» Work item:
Your answer should be a single number: the count of lines in the records below containing the word "blonde".

Collection entries:
..........

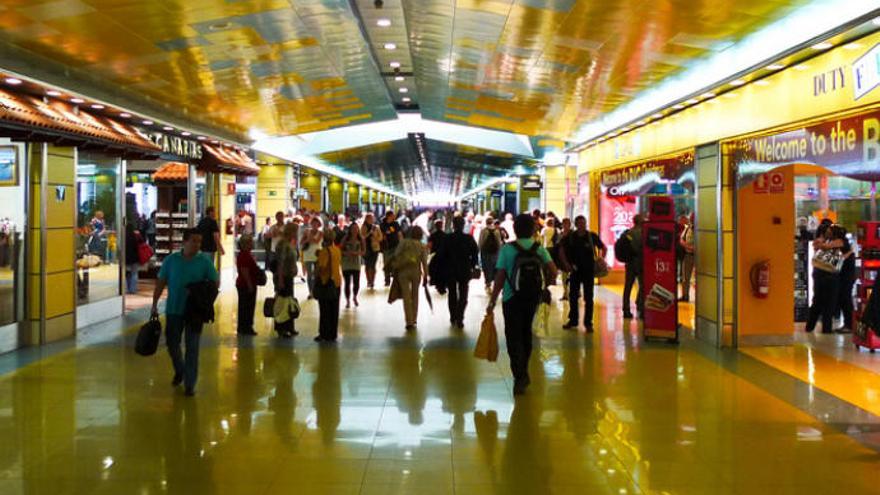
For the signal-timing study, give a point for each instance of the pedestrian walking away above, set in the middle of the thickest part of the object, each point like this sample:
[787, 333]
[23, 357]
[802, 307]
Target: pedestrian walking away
[578, 257]
[522, 269]
[179, 271]
[457, 258]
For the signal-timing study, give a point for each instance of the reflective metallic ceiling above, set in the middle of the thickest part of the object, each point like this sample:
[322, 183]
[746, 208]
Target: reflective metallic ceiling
[418, 165]
[537, 67]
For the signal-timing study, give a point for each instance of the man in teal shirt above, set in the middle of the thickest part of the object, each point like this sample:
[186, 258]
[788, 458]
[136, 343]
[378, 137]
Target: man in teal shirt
[179, 270]
[518, 306]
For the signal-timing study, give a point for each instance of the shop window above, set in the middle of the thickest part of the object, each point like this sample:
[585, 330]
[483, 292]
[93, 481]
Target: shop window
[12, 232]
[98, 228]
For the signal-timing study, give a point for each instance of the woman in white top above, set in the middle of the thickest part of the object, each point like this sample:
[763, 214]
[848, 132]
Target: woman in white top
[311, 243]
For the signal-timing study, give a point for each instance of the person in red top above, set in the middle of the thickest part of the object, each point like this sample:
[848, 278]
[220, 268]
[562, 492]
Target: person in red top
[249, 275]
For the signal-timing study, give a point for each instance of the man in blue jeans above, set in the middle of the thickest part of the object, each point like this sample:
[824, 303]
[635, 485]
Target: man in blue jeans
[179, 270]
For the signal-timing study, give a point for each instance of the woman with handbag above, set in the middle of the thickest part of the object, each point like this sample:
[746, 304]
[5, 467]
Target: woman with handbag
[827, 262]
[249, 277]
[286, 257]
[352, 251]
[328, 279]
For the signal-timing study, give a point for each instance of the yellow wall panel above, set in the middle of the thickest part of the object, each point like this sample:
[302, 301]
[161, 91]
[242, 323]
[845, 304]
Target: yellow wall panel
[707, 307]
[59, 250]
[59, 300]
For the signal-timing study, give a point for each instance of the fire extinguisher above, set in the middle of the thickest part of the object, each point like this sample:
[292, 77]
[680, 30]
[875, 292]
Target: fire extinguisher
[759, 276]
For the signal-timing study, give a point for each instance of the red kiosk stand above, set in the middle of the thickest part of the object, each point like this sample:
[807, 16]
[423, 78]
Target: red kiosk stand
[660, 270]
[869, 248]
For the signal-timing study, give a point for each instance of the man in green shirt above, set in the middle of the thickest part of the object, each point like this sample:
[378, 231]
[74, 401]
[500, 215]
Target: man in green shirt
[179, 270]
[516, 265]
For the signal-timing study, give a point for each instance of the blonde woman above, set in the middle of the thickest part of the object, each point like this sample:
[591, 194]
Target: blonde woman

..........

» Answer area:
2